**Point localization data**

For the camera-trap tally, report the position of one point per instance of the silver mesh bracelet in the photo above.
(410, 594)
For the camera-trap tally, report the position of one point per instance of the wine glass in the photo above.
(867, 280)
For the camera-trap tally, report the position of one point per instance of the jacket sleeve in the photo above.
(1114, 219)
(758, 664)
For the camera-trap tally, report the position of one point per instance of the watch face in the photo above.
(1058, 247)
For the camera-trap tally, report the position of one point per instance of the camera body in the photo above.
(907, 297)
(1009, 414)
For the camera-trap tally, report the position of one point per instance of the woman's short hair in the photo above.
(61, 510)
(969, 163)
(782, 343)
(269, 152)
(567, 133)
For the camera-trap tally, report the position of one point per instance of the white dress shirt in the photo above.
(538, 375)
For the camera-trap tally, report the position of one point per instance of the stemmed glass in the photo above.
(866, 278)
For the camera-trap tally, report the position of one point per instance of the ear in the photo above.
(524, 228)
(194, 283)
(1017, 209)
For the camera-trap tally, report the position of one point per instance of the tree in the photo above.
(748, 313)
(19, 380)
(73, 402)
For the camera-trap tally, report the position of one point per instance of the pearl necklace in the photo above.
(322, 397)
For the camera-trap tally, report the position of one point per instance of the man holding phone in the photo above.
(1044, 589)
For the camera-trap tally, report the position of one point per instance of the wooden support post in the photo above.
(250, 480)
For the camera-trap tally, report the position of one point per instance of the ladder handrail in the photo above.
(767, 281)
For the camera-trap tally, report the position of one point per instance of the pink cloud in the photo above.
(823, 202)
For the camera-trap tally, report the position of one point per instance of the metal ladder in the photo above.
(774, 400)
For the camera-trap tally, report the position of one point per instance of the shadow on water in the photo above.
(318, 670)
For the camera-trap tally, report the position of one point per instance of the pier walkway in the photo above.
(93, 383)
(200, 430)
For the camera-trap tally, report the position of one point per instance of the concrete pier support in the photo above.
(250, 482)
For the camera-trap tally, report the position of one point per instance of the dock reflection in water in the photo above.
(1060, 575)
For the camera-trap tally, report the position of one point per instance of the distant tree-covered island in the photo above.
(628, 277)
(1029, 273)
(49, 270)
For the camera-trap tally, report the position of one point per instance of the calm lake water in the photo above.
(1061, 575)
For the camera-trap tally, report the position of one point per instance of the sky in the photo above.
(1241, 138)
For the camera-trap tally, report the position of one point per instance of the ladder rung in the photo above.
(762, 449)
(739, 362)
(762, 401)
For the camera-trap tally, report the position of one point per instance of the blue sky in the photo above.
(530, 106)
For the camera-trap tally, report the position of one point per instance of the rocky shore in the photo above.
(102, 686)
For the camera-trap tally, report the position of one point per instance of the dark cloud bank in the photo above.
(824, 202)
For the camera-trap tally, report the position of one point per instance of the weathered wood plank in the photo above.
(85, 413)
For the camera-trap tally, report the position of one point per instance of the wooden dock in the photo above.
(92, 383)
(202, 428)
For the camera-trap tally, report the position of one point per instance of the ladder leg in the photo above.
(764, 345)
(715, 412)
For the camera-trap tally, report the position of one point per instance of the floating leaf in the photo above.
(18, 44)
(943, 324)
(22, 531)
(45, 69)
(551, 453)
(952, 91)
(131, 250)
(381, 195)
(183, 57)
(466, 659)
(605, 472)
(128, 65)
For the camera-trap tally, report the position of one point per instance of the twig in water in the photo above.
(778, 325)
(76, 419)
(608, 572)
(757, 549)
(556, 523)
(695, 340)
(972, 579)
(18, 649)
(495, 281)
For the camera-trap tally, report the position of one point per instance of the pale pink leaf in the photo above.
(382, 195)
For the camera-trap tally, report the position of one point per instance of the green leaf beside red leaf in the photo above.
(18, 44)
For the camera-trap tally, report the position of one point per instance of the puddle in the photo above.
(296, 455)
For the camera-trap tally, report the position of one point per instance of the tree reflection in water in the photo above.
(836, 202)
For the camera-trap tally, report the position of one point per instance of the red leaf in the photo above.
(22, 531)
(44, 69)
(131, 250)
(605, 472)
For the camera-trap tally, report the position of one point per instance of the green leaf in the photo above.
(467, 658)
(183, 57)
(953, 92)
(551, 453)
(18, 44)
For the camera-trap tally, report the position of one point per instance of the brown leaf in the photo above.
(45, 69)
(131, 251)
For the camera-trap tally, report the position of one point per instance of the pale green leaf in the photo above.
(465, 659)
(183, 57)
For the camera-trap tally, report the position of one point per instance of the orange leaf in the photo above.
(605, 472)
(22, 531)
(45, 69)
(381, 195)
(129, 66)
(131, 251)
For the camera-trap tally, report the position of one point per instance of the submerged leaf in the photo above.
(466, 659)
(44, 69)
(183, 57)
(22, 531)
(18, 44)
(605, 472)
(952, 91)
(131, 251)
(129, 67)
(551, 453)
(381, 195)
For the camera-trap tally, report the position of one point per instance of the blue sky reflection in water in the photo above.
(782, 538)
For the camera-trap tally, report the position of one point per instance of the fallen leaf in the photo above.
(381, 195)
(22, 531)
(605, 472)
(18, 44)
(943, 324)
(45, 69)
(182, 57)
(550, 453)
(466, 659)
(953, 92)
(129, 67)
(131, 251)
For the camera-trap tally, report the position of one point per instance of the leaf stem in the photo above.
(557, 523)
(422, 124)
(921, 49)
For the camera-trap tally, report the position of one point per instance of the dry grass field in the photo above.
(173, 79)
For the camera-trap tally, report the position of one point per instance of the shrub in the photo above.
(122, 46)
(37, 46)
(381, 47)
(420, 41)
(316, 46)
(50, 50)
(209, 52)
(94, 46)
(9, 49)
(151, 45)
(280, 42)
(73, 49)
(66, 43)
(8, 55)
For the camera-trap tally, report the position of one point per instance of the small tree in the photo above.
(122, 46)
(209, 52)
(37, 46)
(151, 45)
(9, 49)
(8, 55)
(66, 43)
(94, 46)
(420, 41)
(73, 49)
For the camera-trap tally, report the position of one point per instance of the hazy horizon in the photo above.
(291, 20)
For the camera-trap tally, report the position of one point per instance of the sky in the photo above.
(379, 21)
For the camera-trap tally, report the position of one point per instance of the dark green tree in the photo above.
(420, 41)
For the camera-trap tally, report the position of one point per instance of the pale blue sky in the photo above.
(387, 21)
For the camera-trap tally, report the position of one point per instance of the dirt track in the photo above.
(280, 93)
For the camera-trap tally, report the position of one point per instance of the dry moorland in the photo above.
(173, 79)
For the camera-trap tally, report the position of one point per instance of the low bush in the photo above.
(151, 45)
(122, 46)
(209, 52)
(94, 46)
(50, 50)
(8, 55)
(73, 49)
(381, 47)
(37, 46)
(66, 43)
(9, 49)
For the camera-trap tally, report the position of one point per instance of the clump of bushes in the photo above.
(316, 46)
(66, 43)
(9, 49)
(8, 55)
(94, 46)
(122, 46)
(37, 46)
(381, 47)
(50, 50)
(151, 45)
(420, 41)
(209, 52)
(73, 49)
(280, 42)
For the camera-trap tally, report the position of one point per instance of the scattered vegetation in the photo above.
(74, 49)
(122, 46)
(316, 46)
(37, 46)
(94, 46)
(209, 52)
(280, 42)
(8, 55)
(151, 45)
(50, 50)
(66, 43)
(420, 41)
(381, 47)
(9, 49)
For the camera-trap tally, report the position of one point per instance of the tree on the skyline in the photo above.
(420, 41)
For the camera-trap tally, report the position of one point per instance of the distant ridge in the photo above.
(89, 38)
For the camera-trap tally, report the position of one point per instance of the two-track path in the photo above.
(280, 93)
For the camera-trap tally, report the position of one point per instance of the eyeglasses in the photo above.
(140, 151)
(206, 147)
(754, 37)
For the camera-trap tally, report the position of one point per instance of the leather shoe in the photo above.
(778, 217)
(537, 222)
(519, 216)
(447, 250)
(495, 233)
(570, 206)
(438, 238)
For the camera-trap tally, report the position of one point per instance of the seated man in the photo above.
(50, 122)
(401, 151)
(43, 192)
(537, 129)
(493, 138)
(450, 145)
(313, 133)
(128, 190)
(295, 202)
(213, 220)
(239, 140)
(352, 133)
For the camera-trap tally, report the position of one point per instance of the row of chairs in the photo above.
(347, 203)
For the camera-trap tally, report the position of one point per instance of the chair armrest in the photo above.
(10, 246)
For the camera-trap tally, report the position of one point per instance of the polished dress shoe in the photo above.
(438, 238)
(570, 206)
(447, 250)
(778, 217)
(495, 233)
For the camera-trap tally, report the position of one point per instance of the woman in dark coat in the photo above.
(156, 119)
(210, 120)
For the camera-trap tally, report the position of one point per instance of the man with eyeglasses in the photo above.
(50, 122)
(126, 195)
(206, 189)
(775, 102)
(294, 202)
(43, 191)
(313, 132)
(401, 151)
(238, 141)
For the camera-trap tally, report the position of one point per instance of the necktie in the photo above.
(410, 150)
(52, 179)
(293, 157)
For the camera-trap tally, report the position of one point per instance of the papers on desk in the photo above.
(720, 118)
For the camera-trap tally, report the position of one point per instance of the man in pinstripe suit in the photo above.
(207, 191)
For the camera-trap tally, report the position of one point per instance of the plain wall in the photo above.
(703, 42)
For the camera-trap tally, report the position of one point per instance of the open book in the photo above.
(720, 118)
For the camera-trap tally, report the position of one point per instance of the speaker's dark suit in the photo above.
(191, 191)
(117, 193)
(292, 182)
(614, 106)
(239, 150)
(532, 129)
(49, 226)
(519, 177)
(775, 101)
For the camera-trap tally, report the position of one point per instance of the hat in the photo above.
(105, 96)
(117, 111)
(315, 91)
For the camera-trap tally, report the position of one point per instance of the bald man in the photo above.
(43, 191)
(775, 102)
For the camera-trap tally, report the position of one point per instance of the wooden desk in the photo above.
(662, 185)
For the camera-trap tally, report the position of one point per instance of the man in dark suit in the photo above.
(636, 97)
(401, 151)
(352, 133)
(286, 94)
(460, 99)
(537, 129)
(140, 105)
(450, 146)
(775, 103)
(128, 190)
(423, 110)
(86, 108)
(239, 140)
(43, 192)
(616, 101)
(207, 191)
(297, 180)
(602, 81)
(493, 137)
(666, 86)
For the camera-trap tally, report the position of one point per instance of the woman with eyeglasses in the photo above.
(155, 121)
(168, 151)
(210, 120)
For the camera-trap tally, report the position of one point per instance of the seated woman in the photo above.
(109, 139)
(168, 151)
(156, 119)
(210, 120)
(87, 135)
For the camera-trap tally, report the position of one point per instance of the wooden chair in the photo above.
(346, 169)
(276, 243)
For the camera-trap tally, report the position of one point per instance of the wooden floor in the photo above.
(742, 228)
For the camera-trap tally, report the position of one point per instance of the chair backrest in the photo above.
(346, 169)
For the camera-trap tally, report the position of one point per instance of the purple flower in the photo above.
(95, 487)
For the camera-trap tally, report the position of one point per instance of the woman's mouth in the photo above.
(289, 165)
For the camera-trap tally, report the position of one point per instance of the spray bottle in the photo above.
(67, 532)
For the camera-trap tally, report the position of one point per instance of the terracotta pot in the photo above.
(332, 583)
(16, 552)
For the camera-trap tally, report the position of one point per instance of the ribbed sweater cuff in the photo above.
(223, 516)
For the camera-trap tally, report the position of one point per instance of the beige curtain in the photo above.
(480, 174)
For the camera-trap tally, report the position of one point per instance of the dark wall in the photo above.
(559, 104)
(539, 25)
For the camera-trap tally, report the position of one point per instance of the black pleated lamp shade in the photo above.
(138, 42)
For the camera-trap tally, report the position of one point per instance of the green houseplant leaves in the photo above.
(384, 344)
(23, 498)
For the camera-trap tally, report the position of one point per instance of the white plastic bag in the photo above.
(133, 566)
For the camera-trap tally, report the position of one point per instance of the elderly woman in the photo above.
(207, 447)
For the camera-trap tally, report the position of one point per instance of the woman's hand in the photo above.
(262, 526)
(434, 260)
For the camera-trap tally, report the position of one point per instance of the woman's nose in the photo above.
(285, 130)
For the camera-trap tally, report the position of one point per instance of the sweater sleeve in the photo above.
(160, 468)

**YOUR TASK**
Print the line that contains "cuff in the photo above.", then every later line of the entries above up to and including the last, all exactly as written.

**FINAL ANSWER**
For the camera-trap tally, report the position of one point per instance of the ribbed sweater cuff in the photo above.
(223, 516)
For the camera-trap tally, report the position of one point per instance of the beige curtain in the photo above.
(480, 174)
For the camera-trap tally, report the position of one point per instance of the dark wall in the photo above.
(559, 104)
(539, 25)
For the camera-trap tally, report the position of one point per instance of the black pleated lamp shade in the photo above.
(138, 42)
For the camera-trap tally, report the position of one point per instance of the green houseplant leaves in the photo above.
(384, 344)
(23, 498)
For the camera-trap tally, report the position of one point per instance of the white plastic bag in the photo above.
(133, 566)
For the camera-trap tally, report the position of one point per instance of the elderly woman in the photo above.
(207, 447)
For the camera-trap tally, report the position of one point per instance of the woman's hand in the photo above.
(262, 526)
(434, 260)
For the camera-trap tally, report the position of one point per instance of the woman's nose in the photo above.
(285, 130)
For the camera-trap tally, report the position of one point per instance of the sweater sleeve in the photo above.
(160, 468)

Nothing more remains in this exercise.